Exercise
Could you reproduce the items below word for word, starting at the very first line and stopping after the line that contains "xmin=0 ymin=208 xmax=400 ymax=267"?

****************************************

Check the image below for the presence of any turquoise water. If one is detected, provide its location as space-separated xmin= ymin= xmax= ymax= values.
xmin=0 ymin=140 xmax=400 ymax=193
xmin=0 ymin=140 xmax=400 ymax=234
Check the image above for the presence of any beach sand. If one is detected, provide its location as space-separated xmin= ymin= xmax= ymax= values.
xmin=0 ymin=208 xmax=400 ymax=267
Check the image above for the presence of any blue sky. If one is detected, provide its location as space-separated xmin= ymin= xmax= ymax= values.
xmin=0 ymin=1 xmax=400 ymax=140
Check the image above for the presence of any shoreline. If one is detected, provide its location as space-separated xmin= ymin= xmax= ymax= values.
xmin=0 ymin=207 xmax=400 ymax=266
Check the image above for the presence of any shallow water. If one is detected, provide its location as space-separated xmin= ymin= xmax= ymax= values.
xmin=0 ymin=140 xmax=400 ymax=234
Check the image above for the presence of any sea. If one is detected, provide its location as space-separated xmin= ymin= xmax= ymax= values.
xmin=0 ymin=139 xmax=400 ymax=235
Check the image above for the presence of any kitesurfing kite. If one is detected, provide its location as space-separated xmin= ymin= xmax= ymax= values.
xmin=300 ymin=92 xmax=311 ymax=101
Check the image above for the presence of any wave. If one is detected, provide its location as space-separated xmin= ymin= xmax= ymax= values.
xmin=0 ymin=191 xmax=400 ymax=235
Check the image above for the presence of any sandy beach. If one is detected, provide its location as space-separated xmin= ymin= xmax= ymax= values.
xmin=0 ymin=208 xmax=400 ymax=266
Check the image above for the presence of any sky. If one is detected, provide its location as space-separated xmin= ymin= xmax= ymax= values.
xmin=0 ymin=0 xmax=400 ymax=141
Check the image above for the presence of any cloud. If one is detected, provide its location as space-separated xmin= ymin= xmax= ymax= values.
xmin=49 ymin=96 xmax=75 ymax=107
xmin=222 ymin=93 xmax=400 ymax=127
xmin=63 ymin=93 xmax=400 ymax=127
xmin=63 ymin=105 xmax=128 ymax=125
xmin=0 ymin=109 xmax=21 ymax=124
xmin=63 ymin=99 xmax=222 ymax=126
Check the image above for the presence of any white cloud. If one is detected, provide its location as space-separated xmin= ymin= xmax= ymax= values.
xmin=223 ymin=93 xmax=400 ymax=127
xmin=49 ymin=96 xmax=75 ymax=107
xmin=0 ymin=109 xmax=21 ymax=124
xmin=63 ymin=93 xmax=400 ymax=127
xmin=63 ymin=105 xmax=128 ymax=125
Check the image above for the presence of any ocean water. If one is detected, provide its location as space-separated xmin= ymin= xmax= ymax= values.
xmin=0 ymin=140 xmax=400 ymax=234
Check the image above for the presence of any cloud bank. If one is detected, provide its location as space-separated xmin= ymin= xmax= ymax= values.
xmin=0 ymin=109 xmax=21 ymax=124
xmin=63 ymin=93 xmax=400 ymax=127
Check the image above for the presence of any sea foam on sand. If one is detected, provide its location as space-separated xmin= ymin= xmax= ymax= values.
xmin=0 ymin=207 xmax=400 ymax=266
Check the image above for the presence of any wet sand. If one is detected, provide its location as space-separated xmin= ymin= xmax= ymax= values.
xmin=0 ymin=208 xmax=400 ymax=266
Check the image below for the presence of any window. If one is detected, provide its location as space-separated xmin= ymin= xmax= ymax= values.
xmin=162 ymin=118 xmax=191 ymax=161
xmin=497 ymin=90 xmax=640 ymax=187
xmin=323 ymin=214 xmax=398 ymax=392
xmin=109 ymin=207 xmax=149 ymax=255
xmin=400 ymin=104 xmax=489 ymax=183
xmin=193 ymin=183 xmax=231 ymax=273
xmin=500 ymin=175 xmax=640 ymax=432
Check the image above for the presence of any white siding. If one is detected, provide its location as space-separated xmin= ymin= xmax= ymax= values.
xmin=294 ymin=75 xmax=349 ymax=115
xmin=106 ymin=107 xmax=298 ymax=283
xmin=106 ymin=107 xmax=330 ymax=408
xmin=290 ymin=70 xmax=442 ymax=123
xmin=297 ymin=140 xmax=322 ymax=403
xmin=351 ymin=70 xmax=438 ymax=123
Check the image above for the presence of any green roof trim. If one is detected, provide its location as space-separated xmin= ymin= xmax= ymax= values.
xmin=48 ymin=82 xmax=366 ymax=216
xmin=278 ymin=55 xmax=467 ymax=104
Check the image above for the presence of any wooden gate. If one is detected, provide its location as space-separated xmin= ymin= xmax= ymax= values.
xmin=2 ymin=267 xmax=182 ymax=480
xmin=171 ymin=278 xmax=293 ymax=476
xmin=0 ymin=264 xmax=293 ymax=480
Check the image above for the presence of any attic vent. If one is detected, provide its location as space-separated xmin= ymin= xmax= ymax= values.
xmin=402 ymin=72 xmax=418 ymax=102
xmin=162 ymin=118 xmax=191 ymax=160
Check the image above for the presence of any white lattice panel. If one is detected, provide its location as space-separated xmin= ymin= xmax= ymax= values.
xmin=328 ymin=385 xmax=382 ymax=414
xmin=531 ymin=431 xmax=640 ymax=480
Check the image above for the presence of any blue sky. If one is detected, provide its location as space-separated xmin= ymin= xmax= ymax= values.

****************************************

Task output
Check the image below for the presence of any turquoise water. If one is detected, provide its location as space-separated xmin= ymin= xmax= ymax= values.
xmin=0 ymin=140 xmax=400 ymax=193
xmin=0 ymin=140 xmax=400 ymax=234
Check the image above for the presence of any beach sand. If one is detected, provide its location as space-separated xmin= ymin= xmax= ymax= values.
xmin=0 ymin=208 xmax=400 ymax=267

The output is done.